▶ **WORK ORDER**: Continue the passage on the history of Linyang Temple, starting right after its last sentence.

▶ **EXCERPT**:
● ● ●
According to Three Mountains Annals (三山志), the temple was first built in 931 with the name of Linyang-yuan (林阳院 (Linyang Temple)), in the reign of Emperor Mingzong (926–933) of the Later Tang (923-937). But the Mindu-ji (闽都记 (Record of Fujian)) says that the temple was originally built in 936, in the ruling of Shi Jingtang (936-942) in the Later Jin (Five Dynasties) (936–947).

Linyang Temple was restored and renovated in 1612, in the 40th year of Wanli period (1573–1620) in the late Ming dynasty (1368–1644). During the Guangxu era (1875–1908) of the late Qing dynasty (1644–1911), master Guyue (古月) raised funds to restore and redecorate the temple. In 1930, Yuan Ying was proposed as the new abbot of Linyang Temple.
● ● ●
▶ **DATA LISTING**:

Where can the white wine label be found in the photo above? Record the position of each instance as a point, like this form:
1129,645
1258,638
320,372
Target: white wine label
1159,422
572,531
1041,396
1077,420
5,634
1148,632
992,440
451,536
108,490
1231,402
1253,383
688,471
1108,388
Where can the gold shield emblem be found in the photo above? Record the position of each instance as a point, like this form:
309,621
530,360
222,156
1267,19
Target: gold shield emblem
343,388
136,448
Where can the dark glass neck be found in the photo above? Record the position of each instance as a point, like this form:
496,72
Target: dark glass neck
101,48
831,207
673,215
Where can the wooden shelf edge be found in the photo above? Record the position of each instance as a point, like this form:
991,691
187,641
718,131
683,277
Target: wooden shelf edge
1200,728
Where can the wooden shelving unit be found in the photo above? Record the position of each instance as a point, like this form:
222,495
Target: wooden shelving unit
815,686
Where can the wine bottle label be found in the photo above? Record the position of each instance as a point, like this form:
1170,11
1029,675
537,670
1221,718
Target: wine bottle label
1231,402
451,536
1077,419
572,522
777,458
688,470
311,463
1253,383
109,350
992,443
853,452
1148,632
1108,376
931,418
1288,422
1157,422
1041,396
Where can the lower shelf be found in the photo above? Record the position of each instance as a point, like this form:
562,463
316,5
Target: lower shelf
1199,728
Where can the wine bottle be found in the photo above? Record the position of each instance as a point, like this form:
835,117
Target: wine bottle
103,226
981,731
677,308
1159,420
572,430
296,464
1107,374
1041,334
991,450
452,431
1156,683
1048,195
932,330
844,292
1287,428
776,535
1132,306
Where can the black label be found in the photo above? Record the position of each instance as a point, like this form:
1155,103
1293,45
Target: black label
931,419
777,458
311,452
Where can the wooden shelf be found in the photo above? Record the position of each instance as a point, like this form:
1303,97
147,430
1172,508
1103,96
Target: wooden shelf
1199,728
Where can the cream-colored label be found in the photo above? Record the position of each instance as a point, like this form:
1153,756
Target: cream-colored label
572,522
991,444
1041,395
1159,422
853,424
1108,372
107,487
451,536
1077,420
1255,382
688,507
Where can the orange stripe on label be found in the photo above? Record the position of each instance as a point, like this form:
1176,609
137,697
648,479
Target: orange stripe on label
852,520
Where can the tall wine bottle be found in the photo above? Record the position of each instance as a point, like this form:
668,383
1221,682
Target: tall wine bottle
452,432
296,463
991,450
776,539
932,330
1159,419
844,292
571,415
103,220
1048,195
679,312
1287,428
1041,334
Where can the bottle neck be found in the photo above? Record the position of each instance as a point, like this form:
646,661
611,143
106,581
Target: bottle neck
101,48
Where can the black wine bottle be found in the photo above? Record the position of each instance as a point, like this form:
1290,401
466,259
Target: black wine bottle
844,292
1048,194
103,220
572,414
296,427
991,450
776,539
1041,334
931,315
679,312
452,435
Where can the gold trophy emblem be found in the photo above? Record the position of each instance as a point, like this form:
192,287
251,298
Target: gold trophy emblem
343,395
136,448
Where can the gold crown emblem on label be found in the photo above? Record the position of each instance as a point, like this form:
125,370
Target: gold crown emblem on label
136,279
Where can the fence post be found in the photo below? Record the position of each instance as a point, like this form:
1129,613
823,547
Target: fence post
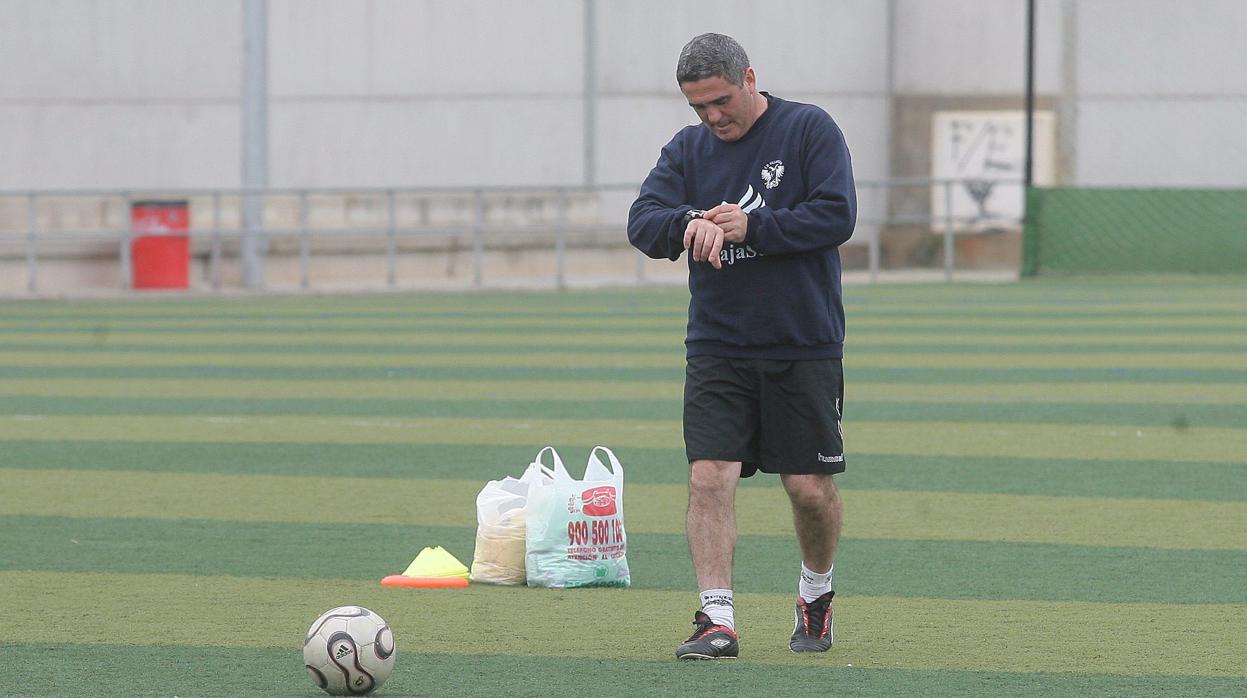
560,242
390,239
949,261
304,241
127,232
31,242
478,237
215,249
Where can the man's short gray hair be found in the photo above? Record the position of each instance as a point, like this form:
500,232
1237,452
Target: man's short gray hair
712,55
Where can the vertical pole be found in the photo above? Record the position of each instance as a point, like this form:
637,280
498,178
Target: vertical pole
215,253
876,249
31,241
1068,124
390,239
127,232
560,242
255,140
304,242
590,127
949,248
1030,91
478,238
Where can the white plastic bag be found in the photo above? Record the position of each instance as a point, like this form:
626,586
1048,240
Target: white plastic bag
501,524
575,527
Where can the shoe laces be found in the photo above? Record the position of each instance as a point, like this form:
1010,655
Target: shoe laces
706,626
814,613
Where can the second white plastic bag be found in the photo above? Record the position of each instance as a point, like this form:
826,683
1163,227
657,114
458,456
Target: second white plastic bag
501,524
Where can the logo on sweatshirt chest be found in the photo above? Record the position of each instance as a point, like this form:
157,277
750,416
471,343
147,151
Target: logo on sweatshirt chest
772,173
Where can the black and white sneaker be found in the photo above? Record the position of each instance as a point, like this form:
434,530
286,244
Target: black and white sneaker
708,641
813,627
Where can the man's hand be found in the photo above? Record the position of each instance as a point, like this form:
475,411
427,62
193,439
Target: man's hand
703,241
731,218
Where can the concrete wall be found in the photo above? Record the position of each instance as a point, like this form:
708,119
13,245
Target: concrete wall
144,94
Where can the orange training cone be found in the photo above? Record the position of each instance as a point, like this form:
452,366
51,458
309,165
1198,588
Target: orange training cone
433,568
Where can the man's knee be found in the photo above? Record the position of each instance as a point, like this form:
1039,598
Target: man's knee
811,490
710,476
● ● ●
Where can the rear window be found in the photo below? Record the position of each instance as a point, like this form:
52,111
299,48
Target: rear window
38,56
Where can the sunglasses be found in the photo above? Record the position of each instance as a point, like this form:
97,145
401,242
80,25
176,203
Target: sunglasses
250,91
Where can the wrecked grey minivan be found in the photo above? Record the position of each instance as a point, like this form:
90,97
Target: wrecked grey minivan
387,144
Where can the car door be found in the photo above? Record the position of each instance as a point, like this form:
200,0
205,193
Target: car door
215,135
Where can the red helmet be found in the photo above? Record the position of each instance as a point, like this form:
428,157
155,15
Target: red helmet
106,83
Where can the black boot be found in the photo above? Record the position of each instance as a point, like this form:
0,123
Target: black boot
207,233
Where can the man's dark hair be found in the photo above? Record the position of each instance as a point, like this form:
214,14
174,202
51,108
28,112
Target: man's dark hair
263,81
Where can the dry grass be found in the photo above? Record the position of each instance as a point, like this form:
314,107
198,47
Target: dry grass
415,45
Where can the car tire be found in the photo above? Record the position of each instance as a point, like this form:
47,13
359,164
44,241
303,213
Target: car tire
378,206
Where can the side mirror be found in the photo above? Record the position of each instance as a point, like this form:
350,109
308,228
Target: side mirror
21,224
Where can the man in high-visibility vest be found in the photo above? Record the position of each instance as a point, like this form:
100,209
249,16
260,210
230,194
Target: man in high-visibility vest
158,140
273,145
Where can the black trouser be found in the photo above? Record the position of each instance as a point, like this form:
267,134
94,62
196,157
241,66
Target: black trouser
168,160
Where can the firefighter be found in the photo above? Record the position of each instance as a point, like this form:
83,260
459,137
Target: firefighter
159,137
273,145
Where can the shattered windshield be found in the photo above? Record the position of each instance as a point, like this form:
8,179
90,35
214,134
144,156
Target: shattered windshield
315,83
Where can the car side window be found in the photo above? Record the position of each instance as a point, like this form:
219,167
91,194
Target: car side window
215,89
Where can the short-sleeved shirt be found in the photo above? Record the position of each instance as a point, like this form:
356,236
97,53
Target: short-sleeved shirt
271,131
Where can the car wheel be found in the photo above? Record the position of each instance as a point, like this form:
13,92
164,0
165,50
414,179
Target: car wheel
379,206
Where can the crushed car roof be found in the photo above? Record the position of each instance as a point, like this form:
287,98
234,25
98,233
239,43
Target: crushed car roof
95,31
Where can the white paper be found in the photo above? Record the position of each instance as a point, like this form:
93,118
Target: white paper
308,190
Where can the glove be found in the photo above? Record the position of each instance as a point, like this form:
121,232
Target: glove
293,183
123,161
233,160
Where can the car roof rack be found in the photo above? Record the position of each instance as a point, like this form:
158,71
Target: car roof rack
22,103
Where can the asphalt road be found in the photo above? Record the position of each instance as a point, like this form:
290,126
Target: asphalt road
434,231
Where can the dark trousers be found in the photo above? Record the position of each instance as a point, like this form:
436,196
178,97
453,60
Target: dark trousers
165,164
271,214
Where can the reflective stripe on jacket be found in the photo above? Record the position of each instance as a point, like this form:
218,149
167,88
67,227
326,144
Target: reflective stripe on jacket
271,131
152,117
● ● ●
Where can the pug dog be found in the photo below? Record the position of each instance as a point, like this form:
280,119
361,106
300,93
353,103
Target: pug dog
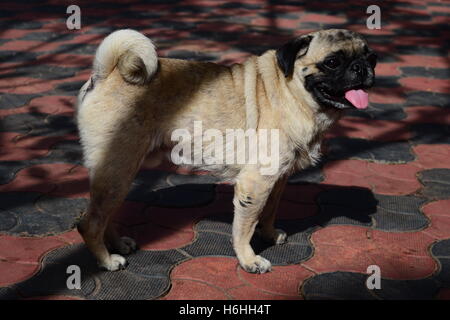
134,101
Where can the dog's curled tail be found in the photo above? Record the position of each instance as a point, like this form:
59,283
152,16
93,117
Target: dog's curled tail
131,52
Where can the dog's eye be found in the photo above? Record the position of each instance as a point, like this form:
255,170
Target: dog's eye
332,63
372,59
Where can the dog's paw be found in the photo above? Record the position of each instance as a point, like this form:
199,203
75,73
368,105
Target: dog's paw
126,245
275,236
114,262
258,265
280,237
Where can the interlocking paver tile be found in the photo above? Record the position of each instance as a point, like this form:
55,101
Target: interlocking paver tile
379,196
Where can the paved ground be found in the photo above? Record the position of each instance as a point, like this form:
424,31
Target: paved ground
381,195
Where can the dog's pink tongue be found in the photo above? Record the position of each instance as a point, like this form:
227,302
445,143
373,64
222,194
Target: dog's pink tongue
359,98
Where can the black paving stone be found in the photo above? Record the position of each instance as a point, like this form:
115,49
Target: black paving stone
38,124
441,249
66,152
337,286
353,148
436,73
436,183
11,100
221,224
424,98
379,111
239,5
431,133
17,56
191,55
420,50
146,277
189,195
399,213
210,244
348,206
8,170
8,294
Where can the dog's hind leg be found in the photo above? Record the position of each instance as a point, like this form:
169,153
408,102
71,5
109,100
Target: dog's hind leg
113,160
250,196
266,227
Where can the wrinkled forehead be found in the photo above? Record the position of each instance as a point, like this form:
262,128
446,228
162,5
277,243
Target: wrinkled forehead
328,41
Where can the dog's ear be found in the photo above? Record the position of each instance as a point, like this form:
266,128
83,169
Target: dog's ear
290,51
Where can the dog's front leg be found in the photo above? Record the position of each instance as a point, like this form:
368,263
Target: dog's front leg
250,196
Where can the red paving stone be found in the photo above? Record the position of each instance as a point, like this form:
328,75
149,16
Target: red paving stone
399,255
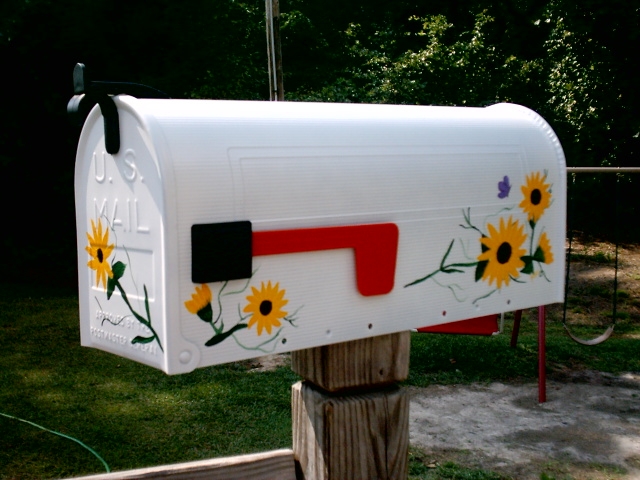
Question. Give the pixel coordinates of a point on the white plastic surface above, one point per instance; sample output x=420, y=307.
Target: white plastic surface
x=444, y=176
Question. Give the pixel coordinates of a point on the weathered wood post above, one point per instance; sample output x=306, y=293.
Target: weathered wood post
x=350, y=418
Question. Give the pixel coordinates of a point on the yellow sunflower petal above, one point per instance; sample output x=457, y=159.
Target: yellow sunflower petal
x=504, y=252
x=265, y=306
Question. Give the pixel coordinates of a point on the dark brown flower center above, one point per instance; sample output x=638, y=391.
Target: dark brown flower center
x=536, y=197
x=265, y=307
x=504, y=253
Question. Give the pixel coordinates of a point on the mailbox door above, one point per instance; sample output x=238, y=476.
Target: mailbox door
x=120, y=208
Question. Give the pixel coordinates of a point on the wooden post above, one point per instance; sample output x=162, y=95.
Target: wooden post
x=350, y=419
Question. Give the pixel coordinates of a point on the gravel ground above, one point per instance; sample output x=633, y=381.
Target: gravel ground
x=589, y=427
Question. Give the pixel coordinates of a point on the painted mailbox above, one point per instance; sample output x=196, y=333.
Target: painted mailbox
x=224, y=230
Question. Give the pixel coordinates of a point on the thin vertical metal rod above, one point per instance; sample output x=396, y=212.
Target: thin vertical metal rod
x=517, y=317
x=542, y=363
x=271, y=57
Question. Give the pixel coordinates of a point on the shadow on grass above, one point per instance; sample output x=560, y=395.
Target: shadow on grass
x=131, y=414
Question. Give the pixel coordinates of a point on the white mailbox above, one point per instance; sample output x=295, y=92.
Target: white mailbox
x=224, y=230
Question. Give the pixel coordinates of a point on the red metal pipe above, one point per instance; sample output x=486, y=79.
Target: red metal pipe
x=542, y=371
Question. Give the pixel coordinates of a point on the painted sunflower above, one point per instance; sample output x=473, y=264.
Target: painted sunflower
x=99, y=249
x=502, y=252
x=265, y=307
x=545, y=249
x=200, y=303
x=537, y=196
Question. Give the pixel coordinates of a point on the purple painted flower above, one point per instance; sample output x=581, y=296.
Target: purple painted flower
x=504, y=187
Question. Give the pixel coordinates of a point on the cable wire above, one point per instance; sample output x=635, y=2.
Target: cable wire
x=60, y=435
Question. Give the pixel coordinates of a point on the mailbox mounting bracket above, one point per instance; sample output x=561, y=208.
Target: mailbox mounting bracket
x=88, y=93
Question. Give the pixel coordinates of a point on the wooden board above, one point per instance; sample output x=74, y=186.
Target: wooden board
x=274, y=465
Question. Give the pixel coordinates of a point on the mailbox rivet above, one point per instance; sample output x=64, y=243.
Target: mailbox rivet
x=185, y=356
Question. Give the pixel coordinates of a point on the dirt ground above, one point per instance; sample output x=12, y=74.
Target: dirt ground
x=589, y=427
● ● ●
▶ **ANSWER FOR THE TASK**:
After the 3rd plenary session of the 11th Central Committee of the Chinese Communist Party, according to the national policy of free religious belief, Linyang Temple was officially reopened to the public in 1981. The temple has been designated as a National Key Buddhist Temple in Han Chinese Area by the State Council of China in 1983.

==Architecture==
The complex include the following halls: Shanmen, Mahavira Hall, Hall of Four Heavenly Kings, Hall of Great Compassion, Hall of Ksitigarbha, Bell tower, Drum tower, Hall of Guru, Dharma Hall, Dining Room, etc.